[[ Text for analysis, beginning ]]

Richard Edward Schermerhorn (October 29, 1927 – June 21, 1995) was an American politician from New York.

Life
He was born on October 29, 1927, in Albany, New York.  He was sent to a foster home when he was 3 months old, and later stated that if abortion had been legal at the time, he might never have been born.  He attended Ravena-Coeymans-Selkirk High School and Albany Military Academy and graduated M.B.A. from Bryant University.

Career
During World War II he served in the U.S. Army. He engaged in the insurance business, and entered politics as Republican.

In June 1970, he defeated the incumbent State Senator D. Clinton Dominick III in the Republican primary.  Dominick had voted for the 1970 abortion law, and Schermerhorn was a conservative anti-abortionist, who opposed abortion in all circumstances. Throughout his career, he was vocal about abortion and adoption.

He was a member of the New York State Senate from 1971 to 1988, sitting in the 179th, 180th, 181st, 182nd, 183rd, 184th, 185th, 186th and 187th New York State Legislatures.

Indictment and conviction
On July 29, 1987, federal prosecutors accused Schermerhorn of having taken a bribe in 1984 from Dominick Lofaro, an ex-mafioso-turned-informer. The facts were then re-evaluated, and the bribe became a campaign contributions from Lofaro which had not been listed by Schermerhorn in his election campaign financial statement. Therefore, on September 23, 1988, he was indicted by a federal grand jury for fraud. On November 2, 1988, he was also indicted for tax evasion. and obstruction of justice. In 1985, he had sold his interest in a hotel, and did not report the capital gain in his tax statement. On November 8, 1988, he was defeated for re-election by Democrat E. Arthur Gray.

[[ Text for analysis, end ]]

> **Exercise instructions**
1 - In the Schermerhorn biography, whom did he defeat in the June 1970 Republican primary?
2 - Echo the Schermerhorn biography from "In June 1970, he" up to and including "abortion and adoption.".
The lines after this are separate material, unrelated to the Schermerhorn biography.

[[ Dataset, beginning ]]

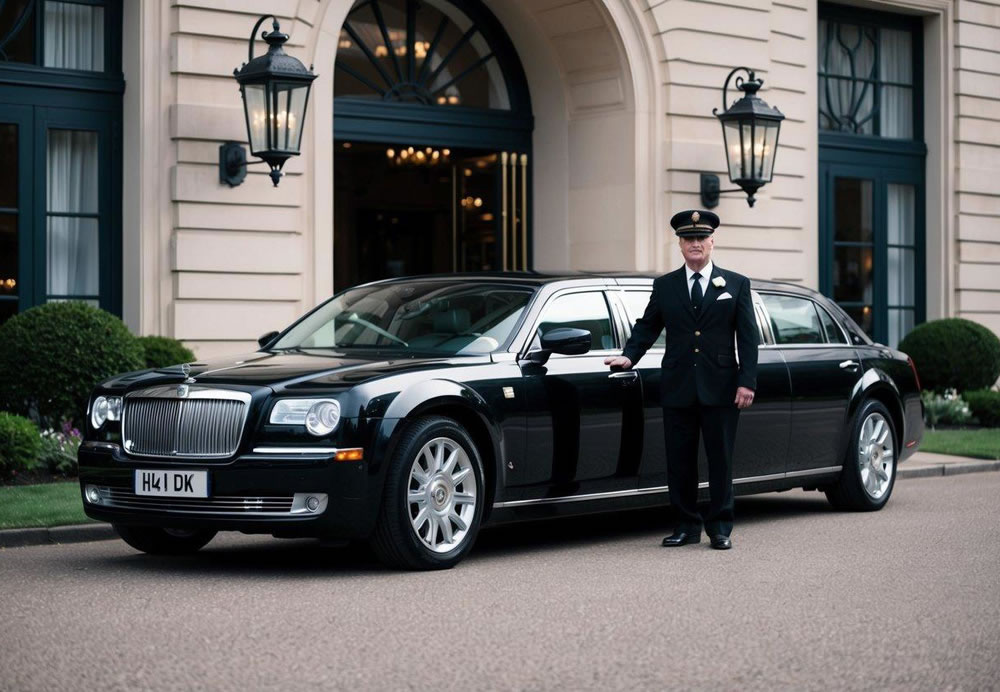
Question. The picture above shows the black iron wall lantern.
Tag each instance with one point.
(275, 89)
(750, 131)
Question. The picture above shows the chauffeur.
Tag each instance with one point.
(702, 386)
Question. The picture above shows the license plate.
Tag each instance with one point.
(172, 483)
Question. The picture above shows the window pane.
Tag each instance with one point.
(901, 217)
(834, 334)
(900, 324)
(8, 255)
(863, 316)
(17, 27)
(72, 172)
(8, 171)
(852, 275)
(793, 320)
(896, 114)
(587, 311)
(74, 36)
(635, 304)
(895, 56)
(72, 249)
(852, 204)
(901, 276)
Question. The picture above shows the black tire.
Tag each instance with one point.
(395, 541)
(157, 541)
(849, 492)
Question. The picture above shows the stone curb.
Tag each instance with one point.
(18, 538)
(948, 469)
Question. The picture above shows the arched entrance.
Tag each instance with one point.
(432, 151)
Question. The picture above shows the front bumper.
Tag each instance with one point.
(253, 493)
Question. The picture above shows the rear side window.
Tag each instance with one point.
(793, 320)
(587, 311)
(635, 304)
(834, 334)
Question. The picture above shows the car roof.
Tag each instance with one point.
(544, 278)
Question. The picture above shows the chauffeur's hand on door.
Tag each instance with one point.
(744, 397)
(618, 362)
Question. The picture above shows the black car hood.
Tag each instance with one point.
(270, 368)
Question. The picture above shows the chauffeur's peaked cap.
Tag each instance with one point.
(694, 222)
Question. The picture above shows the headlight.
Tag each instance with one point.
(105, 408)
(319, 416)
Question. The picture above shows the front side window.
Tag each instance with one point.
(431, 316)
(587, 311)
(793, 320)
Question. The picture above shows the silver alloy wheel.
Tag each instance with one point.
(442, 494)
(876, 455)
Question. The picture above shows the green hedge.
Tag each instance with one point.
(162, 351)
(985, 405)
(54, 354)
(20, 445)
(953, 353)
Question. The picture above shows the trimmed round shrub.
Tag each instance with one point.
(985, 405)
(953, 353)
(20, 445)
(162, 351)
(54, 354)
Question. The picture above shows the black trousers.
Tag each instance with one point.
(681, 427)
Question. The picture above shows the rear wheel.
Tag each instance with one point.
(433, 500)
(869, 472)
(157, 541)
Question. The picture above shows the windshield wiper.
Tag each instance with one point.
(353, 317)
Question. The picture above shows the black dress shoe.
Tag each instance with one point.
(681, 538)
(721, 542)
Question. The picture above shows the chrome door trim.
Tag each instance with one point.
(658, 489)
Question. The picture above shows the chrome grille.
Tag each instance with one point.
(123, 498)
(182, 421)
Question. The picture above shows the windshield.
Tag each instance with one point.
(437, 316)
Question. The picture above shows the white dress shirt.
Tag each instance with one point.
(706, 274)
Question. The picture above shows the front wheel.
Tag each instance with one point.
(433, 500)
(869, 471)
(157, 541)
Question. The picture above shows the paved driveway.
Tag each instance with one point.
(809, 599)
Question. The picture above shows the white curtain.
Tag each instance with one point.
(846, 50)
(72, 187)
(896, 65)
(74, 36)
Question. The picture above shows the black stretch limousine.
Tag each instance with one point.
(410, 412)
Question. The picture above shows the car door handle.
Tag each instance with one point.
(623, 375)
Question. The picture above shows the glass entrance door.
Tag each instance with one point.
(405, 210)
(871, 250)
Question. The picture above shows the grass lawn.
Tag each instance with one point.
(48, 504)
(983, 442)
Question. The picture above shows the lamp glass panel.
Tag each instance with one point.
(256, 114)
(770, 146)
(747, 149)
(734, 152)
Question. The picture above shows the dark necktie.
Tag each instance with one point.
(696, 294)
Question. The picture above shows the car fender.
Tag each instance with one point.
(426, 396)
(874, 383)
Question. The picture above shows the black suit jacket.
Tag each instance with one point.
(700, 359)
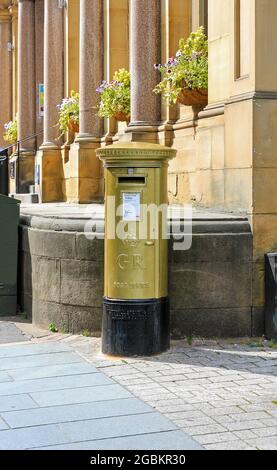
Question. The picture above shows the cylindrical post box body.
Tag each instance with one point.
(135, 304)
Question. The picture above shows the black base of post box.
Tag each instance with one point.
(271, 296)
(135, 327)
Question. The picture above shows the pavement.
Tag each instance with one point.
(62, 393)
(51, 398)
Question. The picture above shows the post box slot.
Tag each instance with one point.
(131, 180)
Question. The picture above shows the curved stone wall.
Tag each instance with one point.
(61, 275)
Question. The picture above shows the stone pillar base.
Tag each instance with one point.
(86, 176)
(50, 170)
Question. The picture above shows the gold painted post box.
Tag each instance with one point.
(135, 303)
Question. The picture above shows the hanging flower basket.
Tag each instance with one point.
(73, 126)
(122, 117)
(194, 97)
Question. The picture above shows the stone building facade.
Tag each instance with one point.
(227, 153)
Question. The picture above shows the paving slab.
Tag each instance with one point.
(54, 383)
(30, 349)
(58, 370)
(16, 402)
(78, 412)
(4, 377)
(51, 397)
(81, 395)
(42, 360)
(171, 440)
(9, 333)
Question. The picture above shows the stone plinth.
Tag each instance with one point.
(61, 279)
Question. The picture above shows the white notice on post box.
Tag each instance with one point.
(131, 206)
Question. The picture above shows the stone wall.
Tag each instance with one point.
(61, 278)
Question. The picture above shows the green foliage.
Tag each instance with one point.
(69, 111)
(190, 340)
(85, 333)
(116, 95)
(52, 327)
(10, 131)
(188, 69)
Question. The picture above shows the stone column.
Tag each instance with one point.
(85, 176)
(51, 178)
(199, 13)
(13, 9)
(91, 66)
(5, 72)
(26, 93)
(145, 51)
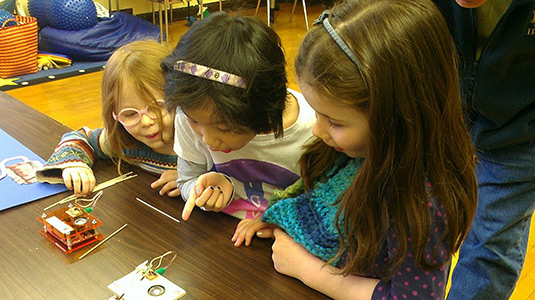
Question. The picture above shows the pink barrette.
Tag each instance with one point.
(209, 73)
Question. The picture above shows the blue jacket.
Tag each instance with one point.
(499, 88)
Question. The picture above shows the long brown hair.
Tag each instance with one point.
(135, 65)
(409, 87)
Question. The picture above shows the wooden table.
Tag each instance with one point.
(207, 266)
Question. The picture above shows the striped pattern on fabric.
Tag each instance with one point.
(18, 47)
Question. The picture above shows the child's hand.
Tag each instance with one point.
(292, 259)
(81, 180)
(212, 191)
(168, 183)
(247, 228)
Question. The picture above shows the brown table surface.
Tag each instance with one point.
(207, 266)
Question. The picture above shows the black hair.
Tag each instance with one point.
(242, 46)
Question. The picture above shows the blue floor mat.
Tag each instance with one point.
(77, 68)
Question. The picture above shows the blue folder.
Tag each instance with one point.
(13, 193)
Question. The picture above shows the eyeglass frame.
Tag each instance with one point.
(140, 113)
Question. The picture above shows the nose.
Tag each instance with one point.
(146, 120)
(208, 136)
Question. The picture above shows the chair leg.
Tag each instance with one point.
(160, 19)
(152, 8)
(293, 10)
(268, 7)
(257, 6)
(305, 12)
(166, 4)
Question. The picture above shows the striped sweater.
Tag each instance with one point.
(82, 147)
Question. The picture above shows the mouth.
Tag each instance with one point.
(335, 148)
(152, 136)
(217, 150)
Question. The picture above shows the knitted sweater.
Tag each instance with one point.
(310, 217)
(82, 147)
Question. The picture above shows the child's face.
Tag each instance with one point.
(344, 128)
(216, 136)
(148, 130)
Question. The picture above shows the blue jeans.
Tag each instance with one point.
(492, 256)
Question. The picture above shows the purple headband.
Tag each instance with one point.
(209, 73)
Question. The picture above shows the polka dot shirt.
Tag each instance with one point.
(408, 281)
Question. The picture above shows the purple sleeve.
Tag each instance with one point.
(410, 282)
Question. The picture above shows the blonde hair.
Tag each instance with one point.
(408, 86)
(135, 65)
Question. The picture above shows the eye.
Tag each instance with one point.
(223, 129)
(333, 125)
(190, 120)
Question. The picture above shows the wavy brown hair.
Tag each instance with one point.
(134, 65)
(411, 96)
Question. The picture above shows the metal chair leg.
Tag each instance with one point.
(257, 6)
(305, 12)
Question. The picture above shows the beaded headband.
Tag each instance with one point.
(324, 19)
(209, 73)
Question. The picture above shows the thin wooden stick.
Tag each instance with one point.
(158, 210)
(102, 242)
(97, 188)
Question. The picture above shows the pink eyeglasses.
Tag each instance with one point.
(131, 116)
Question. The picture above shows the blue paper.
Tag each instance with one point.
(13, 193)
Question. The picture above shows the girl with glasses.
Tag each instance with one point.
(138, 129)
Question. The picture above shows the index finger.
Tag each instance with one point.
(190, 204)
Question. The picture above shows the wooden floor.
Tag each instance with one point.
(75, 101)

[[ Dataset, end ]]

> **Answers to the exercises**
1 - The incumbent State Senator D. Clinton Dominick III.

2 -
In June 1970, he defeated the incumbent State Senator D. Clinton Dominick III in the Republican primary.  Dominick had voted for the 1970 abortion law, and Schermerhorn was a conservative anti-abortionist, who opposed abortion in all circumstances. Throughout his career, he was vocal about abortion and adoption.